#### Text provided ####

Republican House to tackle UN reform

In an earlier post, I mentioned that House Foreign Affairs Committee Chairwoman Ileana Ros-Lehtinen (R-Fl) is hoping to kill the funding for the United Nations 'Human Rights Council.' But that's not all Ros-Lehtinen wants to do to the UN.

Let's go to the videotape.



Here's how the Republicans hope to reform the UN - or at least get the US to pay less of its bill.
One of the biggest reasons for the morass is also one of the most obvious. As Schaefer put it, “the bulk of the U.N. member states simply do not pay enough to the U.N. for waste, or corruption to trouble them.” The combined payments levied on 128 of 192 U.N. members “totals less than 1 percent of the regular budget and less than one-third of 1 percent of the peacekeeping budget,” he told the committee, even though they have enough votes to approve the budget and block U.S. attempts at reform.

So Byzantine has the U.N. become, in fact, that Schaefer says no-one in Washington really knows how much the U.S. spends on it. The U.N.’s biennial “regular” budget has more than doubled in the past decade from $2.49 billion to$$5.16 billion, Schaefer said, and the U.S. pays 22 percent of that.

But the peacekeeping budget has jumped higher and faster, from $1.7 billion in 2000-2001 to $7.2 billion in 2010-2011, and the U.S. pays 27 percent of that. Moreover, new missions could yet be added in Cote d’Ivoire or Somalia.

#### Given material ####

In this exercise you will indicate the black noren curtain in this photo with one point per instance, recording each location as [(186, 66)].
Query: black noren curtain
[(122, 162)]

####

Reproduce the UN reform text between "Here's how the" and "attempts at reform.", inclusive, substituting "panel" for "committee".

- Written reply -
Here's how the Republicans hope to reform the UN - or at least get the US to pay less of its bill.
One of the biggest reasons for the morass is also one of the most obvious. As Schaefer put it, “the bulk of the U.N. member states simply do not pay enough to the U.N. for waste, or corruption to trouble them.” The combined payments levied on 128 of 192 U.N. members “totals less than 1 percent of the regular budget and less than one-third of 1 percent of the peacekeeping budget,” he told the panel, even though they have enough votes to approve the budget and block U.S. attempts at reform.